» TEXT SECTION:
-- BEGIN --

SunMarc commented Sep 22, 2023

Hi @kevinknights29 , I see that in your script, you are trying to load in 8-bit and in 4-bit at the same time. Please select only one option.

return AutoModelForCausalLM.from_pretrained(
            self.model_path,
            config=self.config,
            trust_remote_code=True,
# either remove load_in_8bit arg
            load_in_8bit=True,
            device_map="cpu",
            torch_dtype=torch.float16,
# or remove quantization_config 
            quantization_config=BitsAndBytesConfig(
                load_in_4bit=True, 
                bnb_4bit_compute_dtype=torch.bfloat16,
                llm_int8_enable_fp32_cpu_offload=True,
            )

On my side I was able to execute the following script with :

  • transformers version: 4.34.0.dev0 (main branch)
  • accelerate version: 0.23
  • bitsandbytes version: 0.41.1
import torch
from transformers import Blip2ForConditionalGeneration, Blip2Processor, BitsAndBytesConfig
from PIL import Image
import requests

nf4_config = BitsAndBytesConfig(
load_in_4bit=True,
bnb_4bit_quant_type="nf4",
bnb_4bit_use_double_quant=True,
bnb_4bit_compute_dtype=torch.float16
)

processor = Blip2Processor.from_pretrained("Salesforce/blip2-opt-6.7b-coco")
model = Blip2ForConditionalGeneration.from_pretrained("Salesforce/blip2-opt-6.7b-coco", device_map='auto', quantization_config=nf4_config)

-- END --

» WHAT YOU WILL DO: Translate this sentence from the forum comment on model loading into Spanish: "I see that in your script, you are trying to load in 8-bit and in 4-bit at the same time."

» STORED ROWS:

-- BEGIN --

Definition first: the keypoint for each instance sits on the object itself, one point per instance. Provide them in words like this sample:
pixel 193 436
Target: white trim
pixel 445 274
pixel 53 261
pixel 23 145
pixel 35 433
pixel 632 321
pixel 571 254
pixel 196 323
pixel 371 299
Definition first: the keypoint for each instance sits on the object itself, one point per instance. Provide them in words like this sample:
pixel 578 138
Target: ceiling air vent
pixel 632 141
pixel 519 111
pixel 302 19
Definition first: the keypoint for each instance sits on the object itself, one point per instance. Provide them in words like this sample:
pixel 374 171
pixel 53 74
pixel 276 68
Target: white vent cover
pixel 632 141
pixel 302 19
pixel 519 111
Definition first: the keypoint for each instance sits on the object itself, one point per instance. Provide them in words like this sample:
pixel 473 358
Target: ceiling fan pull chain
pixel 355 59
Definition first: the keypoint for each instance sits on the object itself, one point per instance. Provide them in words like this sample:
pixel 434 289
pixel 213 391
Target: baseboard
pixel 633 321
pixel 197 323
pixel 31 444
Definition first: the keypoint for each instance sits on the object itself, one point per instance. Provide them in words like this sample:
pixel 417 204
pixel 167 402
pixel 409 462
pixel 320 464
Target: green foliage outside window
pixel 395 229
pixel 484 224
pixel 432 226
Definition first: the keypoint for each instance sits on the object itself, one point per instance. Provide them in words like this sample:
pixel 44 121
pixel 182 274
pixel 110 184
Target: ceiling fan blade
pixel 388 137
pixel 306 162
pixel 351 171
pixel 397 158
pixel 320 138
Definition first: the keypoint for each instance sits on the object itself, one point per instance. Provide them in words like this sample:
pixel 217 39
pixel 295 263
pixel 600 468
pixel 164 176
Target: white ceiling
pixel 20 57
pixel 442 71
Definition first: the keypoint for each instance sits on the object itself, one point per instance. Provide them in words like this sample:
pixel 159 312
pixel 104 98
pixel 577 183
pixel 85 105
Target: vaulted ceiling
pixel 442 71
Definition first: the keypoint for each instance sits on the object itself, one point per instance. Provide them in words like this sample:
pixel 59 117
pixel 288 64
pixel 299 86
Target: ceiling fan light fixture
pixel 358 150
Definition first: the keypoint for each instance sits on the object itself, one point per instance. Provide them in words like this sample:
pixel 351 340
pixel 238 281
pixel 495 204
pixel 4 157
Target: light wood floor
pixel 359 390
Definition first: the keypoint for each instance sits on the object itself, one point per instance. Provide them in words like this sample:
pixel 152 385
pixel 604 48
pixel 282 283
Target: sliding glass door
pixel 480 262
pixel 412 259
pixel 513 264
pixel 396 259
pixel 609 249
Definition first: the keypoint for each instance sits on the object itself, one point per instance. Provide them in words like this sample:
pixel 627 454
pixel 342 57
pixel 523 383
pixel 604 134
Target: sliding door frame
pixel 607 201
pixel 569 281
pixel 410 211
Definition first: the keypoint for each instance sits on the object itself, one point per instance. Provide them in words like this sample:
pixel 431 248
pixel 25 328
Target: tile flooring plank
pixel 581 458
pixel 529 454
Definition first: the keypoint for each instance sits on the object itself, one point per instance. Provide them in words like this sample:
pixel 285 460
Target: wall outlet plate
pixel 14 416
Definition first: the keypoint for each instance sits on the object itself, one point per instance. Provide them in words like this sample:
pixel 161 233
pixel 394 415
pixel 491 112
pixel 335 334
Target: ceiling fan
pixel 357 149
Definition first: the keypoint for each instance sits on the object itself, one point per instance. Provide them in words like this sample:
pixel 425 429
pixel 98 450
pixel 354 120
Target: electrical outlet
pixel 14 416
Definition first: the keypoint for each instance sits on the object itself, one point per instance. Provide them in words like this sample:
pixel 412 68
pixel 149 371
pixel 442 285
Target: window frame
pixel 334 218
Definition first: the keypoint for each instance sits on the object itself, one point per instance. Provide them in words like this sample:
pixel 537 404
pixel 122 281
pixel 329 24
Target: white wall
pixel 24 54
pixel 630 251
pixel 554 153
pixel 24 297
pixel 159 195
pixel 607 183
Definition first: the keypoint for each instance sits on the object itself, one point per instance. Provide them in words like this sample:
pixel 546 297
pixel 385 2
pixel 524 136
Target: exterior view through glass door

-- END --

» OUTPUT: Veo que en tu script estás intentando cargar en 8 bits y en 4 bits al mismo tiempo.